[Opening Entries supplied section]
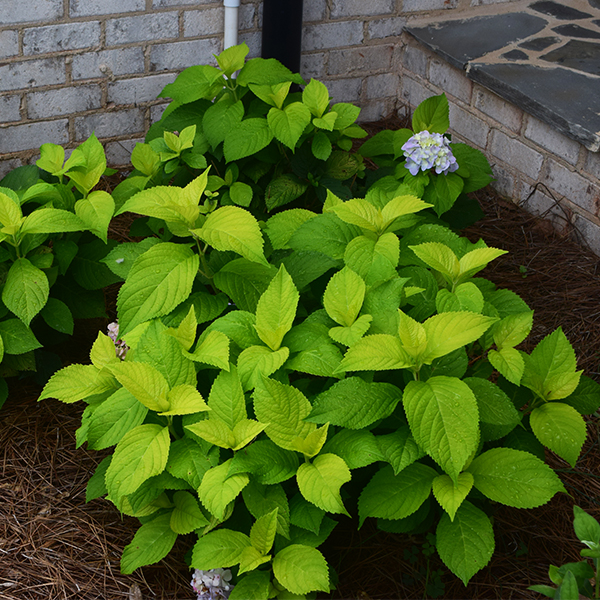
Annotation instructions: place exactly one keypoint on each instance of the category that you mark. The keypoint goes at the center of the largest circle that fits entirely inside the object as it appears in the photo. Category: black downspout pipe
(282, 32)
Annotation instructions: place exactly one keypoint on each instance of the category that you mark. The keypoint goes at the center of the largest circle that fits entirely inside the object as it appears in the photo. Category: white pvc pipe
(231, 23)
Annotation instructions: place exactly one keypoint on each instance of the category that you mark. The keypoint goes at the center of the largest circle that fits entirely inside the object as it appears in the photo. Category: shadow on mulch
(54, 546)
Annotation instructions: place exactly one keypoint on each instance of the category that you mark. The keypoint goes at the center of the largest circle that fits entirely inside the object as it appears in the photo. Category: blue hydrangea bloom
(426, 151)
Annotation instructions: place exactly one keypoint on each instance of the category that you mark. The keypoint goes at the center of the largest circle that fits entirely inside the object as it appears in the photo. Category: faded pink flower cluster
(120, 346)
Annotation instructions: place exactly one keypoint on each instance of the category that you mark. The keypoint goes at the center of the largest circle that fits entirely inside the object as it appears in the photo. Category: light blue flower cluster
(426, 151)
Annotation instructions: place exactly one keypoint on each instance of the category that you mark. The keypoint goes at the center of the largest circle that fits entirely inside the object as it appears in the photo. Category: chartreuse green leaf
(186, 516)
(379, 352)
(151, 543)
(143, 382)
(184, 399)
(550, 369)
(276, 309)
(389, 496)
(77, 382)
(217, 490)
(443, 417)
(233, 228)
(219, 549)
(159, 280)
(96, 211)
(301, 569)
(354, 403)
(514, 478)
(288, 124)
(212, 349)
(561, 428)
(117, 415)
(451, 495)
(399, 449)
(466, 543)
(262, 534)
(509, 363)
(344, 296)
(141, 454)
(447, 332)
(259, 361)
(26, 290)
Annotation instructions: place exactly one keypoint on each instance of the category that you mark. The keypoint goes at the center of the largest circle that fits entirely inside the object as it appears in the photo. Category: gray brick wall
(68, 67)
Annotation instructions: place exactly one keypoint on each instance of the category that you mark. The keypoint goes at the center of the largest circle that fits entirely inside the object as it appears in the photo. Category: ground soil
(55, 546)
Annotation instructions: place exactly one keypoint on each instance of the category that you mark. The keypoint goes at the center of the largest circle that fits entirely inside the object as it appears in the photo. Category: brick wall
(70, 67)
(546, 172)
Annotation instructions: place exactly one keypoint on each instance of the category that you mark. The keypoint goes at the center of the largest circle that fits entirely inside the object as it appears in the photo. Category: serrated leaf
(233, 228)
(354, 403)
(186, 516)
(151, 543)
(141, 454)
(276, 309)
(443, 417)
(159, 280)
(389, 496)
(514, 478)
(561, 428)
(26, 290)
(465, 544)
(451, 495)
(219, 549)
(217, 490)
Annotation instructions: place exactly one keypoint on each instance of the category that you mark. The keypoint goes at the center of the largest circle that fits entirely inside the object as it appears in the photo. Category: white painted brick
(505, 181)
(547, 137)
(172, 3)
(125, 61)
(356, 60)
(110, 124)
(10, 109)
(179, 55)
(413, 92)
(32, 73)
(356, 8)
(87, 8)
(415, 60)
(499, 109)
(9, 43)
(56, 38)
(118, 154)
(6, 166)
(32, 135)
(253, 40)
(313, 66)
(64, 101)
(29, 11)
(422, 5)
(382, 28)
(156, 112)
(516, 153)
(592, 164)
(470, 127)
(203, 22)
(246, 17)
(314, 10)
(332, 35)
(344, 90)
(139, 89)
(573, 186)
(451, 80)
(589, 231)
(382, 86)
(128, 30)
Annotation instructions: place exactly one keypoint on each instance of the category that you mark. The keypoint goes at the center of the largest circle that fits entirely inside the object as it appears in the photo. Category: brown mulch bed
(54, 546)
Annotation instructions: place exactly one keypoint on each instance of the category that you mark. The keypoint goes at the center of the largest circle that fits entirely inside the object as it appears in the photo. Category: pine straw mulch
(54, 546)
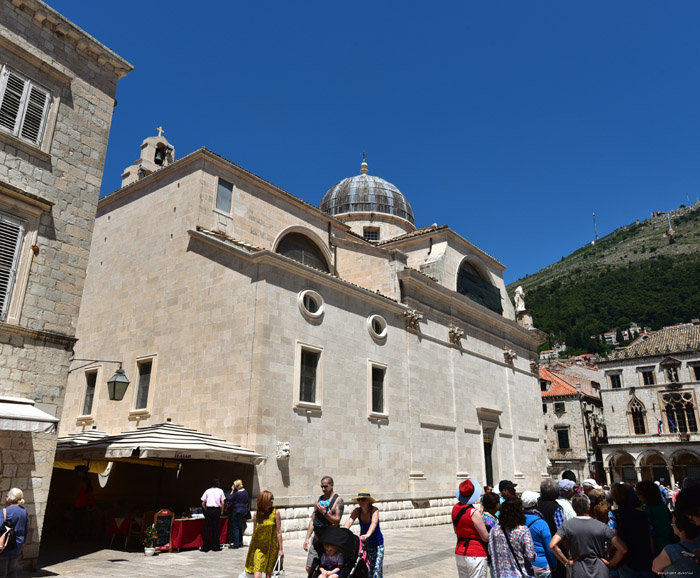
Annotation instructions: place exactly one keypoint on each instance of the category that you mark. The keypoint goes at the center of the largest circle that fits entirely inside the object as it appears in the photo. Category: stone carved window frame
(636, 406)
(142, 412)
(689, 394)
(609, 377)
(28, 212)
(317, 403)
(647, 369)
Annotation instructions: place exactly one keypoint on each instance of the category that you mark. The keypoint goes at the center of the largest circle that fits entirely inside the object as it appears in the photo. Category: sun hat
[Closing Entries supplied section]
[Task]: Make an exact copy of the listing above. Do not include the pictures.

[Solution]:
Annotation instructions: place exactly one keypoint on each instance of the category that you mark. The keypoint goes at the center of the largest circle that fits entirely inside the object as it appears in the photo. Category: black downspout pipe
(282, 32)
Annotation instructions: place exactly one keypoint on each instance of the category that you mark. The keypoint goes at the center of the largest circle that fits entirely inside the object as it appears in the photo. Category: white pvc pipe
(231, 23)
Annotation instructions: place exactly one keypoint on each instance of the category that you mark. The keypoint goes at the center of the largest circle that fits entirely inside the object as it appears in the photo. Category: shadow on mulch
(54, 546)
Annotation instructions: place exactly one keypoint on each instance of the category that you mark. The keypoint goes at the center of the largest circle that fits entirely inside the object as it appears in the photo. Category: blue hydrangea bloom
(426, 151)
Annotation instructions: place exactly one keypoint on each instance of the category that you mark. The keypoint goes at the center of the largest circle that fits entirely inside the object as it appears in the photo. Category: faded pink flower cluster
(120, 346)
Annotation instructions: place exactly one keypoint on each instance of the category that you mark. The keypoint goes at the center of the largest circle that fits entirely inside the object as it appears in the photo. Category: light blue flower cluster
(426, 151)
Annotation instructions: place exactly one keypoint on each instance of the category that you mark. The keypoint goes at the center of the largest circle that fits entirely inside the object as it appears in the photo. Category: chartreuse green leaf
(186, 516)
(379, 352)
(151, 543)
(143, 382)
(184, 399)
(550, 369)
(276, 309)
(389, 496)
(77, 382)
(217, 490)
(443, 417)
(233, 228)
(219, 549)
(159, 280)
(96, 211)
(301, 569)
(354, 403)
(514, 478)
(288, 124)
(212, 349)
(561, 428)
(117, 415)
(451, 495)
(399, 449)
(466, 543)
(262, 534)
(509, 363)
(344, 296)
(141, 454)
(447, 332)
(259, 361)
(26, 290)
Annotation instructions: place exactly one keypoint on each instance of the category that you mark. The keypoint goes at the center of the largest circle that fits entirely inside the object as it appears in the photo. Category: gray brick wall
(68, 67)
Annotation instructions: place exactly one keypoint on each instance of the category that you mark. The keypoint goes at the center of the largest circle that fits entirely inside the object as it appears in the photo. Category: ground soil
(55, 546)
Annotation instructions: place exactly one keypoint on each instance of the category that you mark. The keypoint goes at the center of the largest circle that fits entirely inside the object as it appears in the photo. Category: brick wall
(70, 67)
(546, 172)
Annotation instructions: place exactly one keypoint on each instance of the category that you mark. The keypoint goes at the center of the largest circle that fits entirely inside the object as it appears in the photo. Category: serrated leaf
(233, 228)
(354, 403)
(186, 516)
(151, 543)
(141, 454)
(276, 309)
(443, 417)
(159, 280)
(389, 496)
(514, 478)
(561, 428)
(26, 290)
(465, 544)
(451, 495)
(219, 549)
(217, 490)
Annotation instructions: place exactly one keypoint on each instance of the category that you mark. The keypoint goes at the center of the largest circle that fits entirely inside the object as it appears in the photo. Category: white painted brick
(505, 181)
(547, 137)
(172, 3)
(125, 61)
(356, 60)
(110, 124)
(10, 109)
(179, 55)
(413, 92)
(32, 73)
(356, 8)
(87, 8)
(415, 60)
(499, 109)
(9, 43)
(56, 38)
(118, 154)
(6, 166)
(32, 135)
(253, 40)
(313, 66)
(64, 101)
(29, 11)
(422, 5)
(382, 28)
(156, 112)
(516, 153)
(592, 164)
(470, 127)
(203, 22)
(246, 17)
(314, 10)
(332, 35)
(344, 90)
(139, 89)
(573, 186)
(451, 80)
(589, 231)
(382, 86)
(128, 30)
Annotation instructions: place exactly one keypoint on each instance of the category that you mark. The keypoint goes at the center of the largest circle that fits entirely inside the object as it appears in the photo. Category: brown mulch bed
(54, 546)
Annotation instructions: place exactly one keypoint on each instance of the category that you mark. The keypoint goes at the center of the largest circle that fits entirely inside the object as it appears in the photo. Category: pine straw mulch
(54, 546)
Annotation instructions: place exactly one keypoint on each instance of the category that you mark. The keypoint goes at the center of the largest circle that fits entirely inside the object as it appears in the photo. Category: stone carved window frame
(636, 406)
(142, 412)
(689, 394)
(609, 377)
(28, 212)
(317, 403)
(647, 369)
Annotation instructions: place exactly one keypoint on each instance of the category that you mark. The keypoint goes at the center of the largest circle that fits entirely inside the object as it appears in the photo. Category: sun hat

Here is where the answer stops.